[Collected data]
====

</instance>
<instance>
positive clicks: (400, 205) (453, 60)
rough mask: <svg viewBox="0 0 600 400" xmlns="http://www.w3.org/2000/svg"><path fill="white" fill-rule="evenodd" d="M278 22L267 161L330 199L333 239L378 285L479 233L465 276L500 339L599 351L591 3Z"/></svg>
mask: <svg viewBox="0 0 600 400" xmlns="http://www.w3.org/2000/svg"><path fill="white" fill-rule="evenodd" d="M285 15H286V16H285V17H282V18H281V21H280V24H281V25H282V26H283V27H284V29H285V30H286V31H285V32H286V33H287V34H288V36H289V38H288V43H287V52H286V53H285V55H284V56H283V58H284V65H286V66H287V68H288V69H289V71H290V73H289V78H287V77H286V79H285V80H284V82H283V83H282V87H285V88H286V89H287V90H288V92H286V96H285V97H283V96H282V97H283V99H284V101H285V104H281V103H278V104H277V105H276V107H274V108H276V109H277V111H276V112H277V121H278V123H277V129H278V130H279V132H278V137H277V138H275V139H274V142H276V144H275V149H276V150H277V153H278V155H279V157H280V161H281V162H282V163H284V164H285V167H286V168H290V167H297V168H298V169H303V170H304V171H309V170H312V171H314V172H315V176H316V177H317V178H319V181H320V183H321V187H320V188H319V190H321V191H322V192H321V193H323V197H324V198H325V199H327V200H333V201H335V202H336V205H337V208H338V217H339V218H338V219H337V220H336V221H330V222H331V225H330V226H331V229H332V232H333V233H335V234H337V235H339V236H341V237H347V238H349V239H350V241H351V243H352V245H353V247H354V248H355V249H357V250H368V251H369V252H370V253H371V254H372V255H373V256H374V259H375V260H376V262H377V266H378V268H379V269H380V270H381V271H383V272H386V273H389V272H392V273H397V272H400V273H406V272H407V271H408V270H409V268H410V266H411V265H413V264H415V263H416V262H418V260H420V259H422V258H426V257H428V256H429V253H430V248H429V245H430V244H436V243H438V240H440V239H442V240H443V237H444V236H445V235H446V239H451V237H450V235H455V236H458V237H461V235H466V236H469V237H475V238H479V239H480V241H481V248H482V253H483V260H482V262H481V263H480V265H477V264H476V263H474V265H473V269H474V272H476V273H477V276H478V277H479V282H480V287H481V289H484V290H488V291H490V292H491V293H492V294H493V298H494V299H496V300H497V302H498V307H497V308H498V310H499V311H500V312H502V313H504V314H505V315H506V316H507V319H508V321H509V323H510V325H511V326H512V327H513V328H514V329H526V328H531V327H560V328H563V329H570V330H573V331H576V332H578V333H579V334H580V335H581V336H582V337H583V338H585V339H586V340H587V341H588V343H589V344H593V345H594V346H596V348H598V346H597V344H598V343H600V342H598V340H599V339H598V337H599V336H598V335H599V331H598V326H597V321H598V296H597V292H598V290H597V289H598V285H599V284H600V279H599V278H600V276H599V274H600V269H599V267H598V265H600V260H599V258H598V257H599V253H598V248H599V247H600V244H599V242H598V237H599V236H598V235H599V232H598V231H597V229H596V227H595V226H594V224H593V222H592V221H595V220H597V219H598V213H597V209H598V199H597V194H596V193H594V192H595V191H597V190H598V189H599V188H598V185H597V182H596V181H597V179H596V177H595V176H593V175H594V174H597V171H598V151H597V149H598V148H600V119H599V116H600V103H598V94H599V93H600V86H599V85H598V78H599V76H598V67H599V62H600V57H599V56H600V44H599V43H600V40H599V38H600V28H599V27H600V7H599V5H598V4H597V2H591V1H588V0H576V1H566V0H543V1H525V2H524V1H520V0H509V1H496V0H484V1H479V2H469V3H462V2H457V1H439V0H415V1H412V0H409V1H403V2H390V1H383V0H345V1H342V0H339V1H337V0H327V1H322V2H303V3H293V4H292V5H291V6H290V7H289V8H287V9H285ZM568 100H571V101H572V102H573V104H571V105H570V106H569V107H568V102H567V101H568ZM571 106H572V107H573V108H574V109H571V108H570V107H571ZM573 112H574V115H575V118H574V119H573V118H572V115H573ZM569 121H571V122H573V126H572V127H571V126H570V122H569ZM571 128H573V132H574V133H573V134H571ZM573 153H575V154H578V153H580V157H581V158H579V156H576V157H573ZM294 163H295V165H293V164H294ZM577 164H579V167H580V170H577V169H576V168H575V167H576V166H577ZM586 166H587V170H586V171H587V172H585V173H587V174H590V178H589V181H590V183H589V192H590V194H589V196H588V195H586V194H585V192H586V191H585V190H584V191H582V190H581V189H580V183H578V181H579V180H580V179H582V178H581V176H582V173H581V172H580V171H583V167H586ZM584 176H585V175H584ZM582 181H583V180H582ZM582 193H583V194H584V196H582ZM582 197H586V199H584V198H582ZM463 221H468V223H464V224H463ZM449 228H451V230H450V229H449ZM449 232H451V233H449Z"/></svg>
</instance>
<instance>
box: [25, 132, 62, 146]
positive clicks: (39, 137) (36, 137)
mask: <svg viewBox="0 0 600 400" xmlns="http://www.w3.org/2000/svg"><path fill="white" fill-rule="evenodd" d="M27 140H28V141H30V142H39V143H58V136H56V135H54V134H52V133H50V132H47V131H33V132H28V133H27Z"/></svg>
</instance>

====

**DIRECTIONS FOR THIS TASK**
Copy the lines above exactly, from the very first through the one containing "positive clicks: (400, 205) (453, 60)", and include no other line.

**OUTPUT FOR THIS EXERCISE**
</instance>
<instance>
positive clicks: (400, 205) (453, 60)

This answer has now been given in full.